### EXERCISE MATERIALS
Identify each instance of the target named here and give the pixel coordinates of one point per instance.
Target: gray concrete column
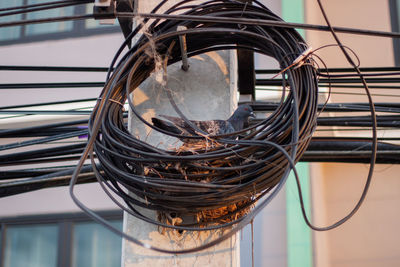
(207, 90)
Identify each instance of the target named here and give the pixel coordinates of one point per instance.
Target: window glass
(10, 33)
(96, 246)
(33, 246)
(92, 23)
(63, 26)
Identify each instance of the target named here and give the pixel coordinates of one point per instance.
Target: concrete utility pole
(207, 90)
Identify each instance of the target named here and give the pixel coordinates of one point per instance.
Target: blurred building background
(45, 228)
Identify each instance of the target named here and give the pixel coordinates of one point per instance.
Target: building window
(49, 31)
(394, 6)
(33, 245)
(60, 240)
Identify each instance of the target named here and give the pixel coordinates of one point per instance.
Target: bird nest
(218, 182)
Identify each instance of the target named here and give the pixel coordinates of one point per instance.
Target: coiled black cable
(253, 168)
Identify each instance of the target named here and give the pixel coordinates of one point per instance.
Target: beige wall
(370, 238)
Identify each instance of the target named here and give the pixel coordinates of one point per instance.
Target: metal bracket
(182, 42)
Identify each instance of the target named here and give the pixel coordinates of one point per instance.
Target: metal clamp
(182, 42)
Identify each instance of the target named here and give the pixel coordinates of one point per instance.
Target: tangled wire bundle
(225, 180)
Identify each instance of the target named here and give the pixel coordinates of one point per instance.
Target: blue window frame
(61, 240)
(50, 31)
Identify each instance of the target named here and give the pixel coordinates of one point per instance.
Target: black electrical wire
(374, 140)
(253, 168)
(44, 6)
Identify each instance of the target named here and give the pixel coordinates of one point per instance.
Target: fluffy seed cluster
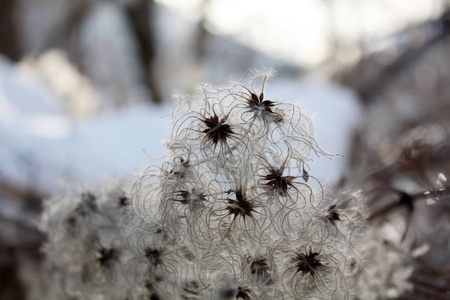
(234, 213)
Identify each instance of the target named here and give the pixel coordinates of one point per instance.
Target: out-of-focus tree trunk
(9, 42)
(141, 19)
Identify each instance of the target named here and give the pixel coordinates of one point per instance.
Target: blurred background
(84, 86)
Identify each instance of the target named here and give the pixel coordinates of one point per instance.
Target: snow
(42, 147)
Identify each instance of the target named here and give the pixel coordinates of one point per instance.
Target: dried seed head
(332, 214)
(307, 263)
(217, 130)
(107, 256)
(241, 206)
(154, 256)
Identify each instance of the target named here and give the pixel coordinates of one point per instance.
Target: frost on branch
(234, 213)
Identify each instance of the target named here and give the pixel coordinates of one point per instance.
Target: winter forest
(224, 149)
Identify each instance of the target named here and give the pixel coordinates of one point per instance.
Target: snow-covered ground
######
__EXERCISE DESCRIPTION__:
Report every line of the records above that holds the string "wire", copying each such line in full.

__EXERCISE SOLUTION__:
Target: tangled wire bundle
Target: black electrical wire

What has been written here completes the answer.